Region pointing data –

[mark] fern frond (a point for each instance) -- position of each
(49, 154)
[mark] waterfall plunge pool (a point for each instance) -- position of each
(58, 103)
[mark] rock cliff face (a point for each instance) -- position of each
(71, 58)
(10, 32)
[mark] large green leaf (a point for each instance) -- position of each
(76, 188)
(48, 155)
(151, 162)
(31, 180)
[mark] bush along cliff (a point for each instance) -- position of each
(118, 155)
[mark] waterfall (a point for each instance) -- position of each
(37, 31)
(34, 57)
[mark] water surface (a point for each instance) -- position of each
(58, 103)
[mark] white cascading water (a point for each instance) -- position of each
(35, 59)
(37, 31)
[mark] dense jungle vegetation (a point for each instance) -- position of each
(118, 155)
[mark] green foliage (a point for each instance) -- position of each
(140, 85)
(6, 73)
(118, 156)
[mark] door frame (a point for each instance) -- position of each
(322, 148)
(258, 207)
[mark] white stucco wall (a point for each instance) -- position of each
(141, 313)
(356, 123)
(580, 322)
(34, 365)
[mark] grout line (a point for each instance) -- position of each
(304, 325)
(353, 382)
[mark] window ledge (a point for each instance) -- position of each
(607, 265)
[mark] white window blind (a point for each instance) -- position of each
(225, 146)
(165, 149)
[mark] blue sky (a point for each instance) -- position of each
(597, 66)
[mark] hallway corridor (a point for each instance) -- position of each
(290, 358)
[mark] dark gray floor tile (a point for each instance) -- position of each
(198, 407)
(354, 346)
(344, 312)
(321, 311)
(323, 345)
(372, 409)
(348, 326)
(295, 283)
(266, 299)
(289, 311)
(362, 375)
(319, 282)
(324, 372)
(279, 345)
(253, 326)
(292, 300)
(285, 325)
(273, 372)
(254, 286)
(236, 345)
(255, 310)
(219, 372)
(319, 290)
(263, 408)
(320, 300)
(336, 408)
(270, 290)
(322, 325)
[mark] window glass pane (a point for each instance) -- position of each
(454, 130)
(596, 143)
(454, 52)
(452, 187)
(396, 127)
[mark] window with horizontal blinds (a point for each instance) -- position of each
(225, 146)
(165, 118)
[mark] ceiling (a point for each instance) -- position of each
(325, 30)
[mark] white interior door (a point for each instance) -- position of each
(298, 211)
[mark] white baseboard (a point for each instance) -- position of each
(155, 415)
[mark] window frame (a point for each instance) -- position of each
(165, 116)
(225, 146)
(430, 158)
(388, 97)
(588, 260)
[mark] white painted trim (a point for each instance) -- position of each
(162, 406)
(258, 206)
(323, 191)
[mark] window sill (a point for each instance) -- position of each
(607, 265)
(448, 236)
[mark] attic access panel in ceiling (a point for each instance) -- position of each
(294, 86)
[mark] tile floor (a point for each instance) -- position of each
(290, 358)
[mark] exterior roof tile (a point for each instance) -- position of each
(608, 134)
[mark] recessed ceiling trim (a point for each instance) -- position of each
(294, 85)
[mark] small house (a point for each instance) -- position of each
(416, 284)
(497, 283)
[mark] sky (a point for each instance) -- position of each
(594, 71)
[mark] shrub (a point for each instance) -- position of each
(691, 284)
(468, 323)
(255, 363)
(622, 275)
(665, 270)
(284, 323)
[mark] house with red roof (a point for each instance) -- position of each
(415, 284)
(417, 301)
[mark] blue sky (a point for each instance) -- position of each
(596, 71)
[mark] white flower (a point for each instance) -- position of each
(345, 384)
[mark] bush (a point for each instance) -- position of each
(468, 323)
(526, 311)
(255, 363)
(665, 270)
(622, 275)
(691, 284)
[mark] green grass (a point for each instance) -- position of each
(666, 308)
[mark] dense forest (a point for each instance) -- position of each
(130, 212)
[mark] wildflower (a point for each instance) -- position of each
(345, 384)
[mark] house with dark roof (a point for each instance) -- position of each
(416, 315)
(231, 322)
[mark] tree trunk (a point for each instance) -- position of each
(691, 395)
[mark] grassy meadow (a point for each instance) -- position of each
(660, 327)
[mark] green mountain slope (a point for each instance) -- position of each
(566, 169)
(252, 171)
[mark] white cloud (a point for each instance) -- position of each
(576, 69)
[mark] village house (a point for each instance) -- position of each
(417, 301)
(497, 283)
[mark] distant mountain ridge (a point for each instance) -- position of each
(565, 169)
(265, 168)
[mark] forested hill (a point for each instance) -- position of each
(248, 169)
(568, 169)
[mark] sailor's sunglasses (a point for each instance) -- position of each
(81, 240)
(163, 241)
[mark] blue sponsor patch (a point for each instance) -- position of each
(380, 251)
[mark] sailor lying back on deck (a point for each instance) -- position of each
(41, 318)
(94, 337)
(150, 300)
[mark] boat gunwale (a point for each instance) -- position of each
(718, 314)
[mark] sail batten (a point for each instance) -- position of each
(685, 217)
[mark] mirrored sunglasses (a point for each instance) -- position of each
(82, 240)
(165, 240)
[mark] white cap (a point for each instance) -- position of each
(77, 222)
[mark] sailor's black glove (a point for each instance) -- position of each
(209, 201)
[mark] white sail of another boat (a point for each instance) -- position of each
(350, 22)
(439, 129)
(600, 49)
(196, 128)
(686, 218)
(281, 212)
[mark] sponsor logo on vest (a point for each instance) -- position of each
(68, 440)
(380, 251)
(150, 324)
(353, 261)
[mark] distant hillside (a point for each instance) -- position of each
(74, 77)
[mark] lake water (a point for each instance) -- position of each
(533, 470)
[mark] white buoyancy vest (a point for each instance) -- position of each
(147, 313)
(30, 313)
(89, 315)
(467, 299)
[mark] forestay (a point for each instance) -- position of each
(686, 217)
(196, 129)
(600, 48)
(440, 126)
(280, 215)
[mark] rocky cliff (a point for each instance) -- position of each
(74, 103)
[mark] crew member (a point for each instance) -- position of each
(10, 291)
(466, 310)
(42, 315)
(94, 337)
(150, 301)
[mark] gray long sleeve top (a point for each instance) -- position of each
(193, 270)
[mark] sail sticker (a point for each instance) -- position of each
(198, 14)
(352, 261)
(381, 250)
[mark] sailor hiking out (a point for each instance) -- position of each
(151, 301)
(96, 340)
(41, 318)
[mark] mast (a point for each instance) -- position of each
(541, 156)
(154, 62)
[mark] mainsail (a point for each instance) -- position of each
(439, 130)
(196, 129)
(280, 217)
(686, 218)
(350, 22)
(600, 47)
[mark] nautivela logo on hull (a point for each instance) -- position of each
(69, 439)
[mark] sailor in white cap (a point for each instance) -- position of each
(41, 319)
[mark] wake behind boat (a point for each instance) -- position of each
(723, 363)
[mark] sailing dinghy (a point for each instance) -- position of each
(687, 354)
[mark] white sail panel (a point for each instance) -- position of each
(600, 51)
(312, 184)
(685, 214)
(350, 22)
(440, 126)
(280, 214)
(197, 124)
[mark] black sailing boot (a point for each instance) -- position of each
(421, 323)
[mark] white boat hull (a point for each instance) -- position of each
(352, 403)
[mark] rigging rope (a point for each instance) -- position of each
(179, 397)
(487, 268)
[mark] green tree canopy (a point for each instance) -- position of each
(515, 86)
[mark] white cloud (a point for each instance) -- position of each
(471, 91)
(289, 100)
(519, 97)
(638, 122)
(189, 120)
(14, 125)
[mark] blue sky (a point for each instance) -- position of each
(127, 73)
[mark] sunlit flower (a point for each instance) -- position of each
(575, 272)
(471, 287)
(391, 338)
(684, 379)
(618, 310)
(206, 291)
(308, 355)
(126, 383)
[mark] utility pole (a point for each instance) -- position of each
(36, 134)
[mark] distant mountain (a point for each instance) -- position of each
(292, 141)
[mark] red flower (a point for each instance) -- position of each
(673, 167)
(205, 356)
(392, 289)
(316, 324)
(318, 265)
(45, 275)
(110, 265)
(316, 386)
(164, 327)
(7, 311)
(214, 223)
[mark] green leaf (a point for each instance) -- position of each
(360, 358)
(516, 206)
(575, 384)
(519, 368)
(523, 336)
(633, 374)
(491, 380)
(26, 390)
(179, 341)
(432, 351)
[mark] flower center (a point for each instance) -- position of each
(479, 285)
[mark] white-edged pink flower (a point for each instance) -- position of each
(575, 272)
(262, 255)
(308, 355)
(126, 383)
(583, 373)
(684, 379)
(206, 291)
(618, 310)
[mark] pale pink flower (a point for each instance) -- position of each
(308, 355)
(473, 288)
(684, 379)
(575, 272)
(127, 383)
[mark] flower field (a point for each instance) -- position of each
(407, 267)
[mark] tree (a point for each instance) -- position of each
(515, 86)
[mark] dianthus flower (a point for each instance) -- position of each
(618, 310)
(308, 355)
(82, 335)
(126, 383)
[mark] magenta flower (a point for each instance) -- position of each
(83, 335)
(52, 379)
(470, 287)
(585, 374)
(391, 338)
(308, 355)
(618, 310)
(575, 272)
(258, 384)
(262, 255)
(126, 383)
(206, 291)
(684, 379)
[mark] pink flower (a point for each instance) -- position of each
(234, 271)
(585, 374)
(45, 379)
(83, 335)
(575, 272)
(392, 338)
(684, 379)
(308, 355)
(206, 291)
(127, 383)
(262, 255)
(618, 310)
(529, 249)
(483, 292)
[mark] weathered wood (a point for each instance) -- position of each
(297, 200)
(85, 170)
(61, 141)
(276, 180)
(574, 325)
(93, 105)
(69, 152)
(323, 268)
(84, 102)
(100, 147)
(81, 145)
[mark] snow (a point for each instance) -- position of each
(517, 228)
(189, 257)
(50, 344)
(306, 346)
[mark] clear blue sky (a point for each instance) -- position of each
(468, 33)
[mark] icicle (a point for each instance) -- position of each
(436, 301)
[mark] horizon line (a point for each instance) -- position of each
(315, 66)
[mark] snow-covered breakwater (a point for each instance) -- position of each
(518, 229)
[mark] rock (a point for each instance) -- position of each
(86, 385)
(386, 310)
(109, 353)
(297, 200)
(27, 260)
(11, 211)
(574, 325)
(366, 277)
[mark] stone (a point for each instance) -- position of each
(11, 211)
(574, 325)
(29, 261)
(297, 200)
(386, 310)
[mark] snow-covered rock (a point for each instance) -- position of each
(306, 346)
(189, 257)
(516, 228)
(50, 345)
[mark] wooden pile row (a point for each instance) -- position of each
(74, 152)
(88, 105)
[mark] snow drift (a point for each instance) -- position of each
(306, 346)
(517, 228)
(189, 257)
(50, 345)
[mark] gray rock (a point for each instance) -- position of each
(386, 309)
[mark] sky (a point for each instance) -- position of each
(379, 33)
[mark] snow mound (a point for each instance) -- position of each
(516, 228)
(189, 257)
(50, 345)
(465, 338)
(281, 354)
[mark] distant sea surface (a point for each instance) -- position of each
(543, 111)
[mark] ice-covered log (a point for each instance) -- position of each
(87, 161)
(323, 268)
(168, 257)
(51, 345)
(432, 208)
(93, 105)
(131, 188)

EXERCISE OBJECTIVE –
Please return only the lines from the one that contains "[mark] rock (a" through the final line of the entries, each exactly as written.

RESPONSE AREA –
[mark] rock (a point for each instance) -- position of each
(86, 385)
(386, 310)
(109, 353)
(297, 200)
(27, 260)
(11, 211)
(574, 325)
(366, 277)
[mark] stone (a point for each instance) -- position of each
(11, 211)
(574, 325)
(29, 261)
(297, 200)
(386, 310)
[mark] snow-covered rock (a point for each instance) -- position of each
(306, 346)
(189, 257)
(516, 228)
(50, 345)
[mark] wooden pile row (a point for each instance) -- position of each
(74, 152)
(88, 105)
[mark] snow drift (a point for each instance) -- position of each
(306, 346)
(517, 228)
(189, 257)
(50, 345)
[mark] gray rock (a point for each instance) -- position of each
(386, 309)
[mark] sky (a point for each instance) -- position of each
(379, 33)
[mark] snow mound (a point for each instance) -- position of each
(516, 228)
(189, 257)
(50, 345)
(465, 338)
(281, 354)
[mark] distant sea surface (a point for each instance) -- position of each
(543, 111)
[mark] ice-covered log (a point for each instance) -- position of each
(87, 161)
(323, 268)
(168, 257)
(51, 345)
(432, 208)
(93, 105)
(131, 188)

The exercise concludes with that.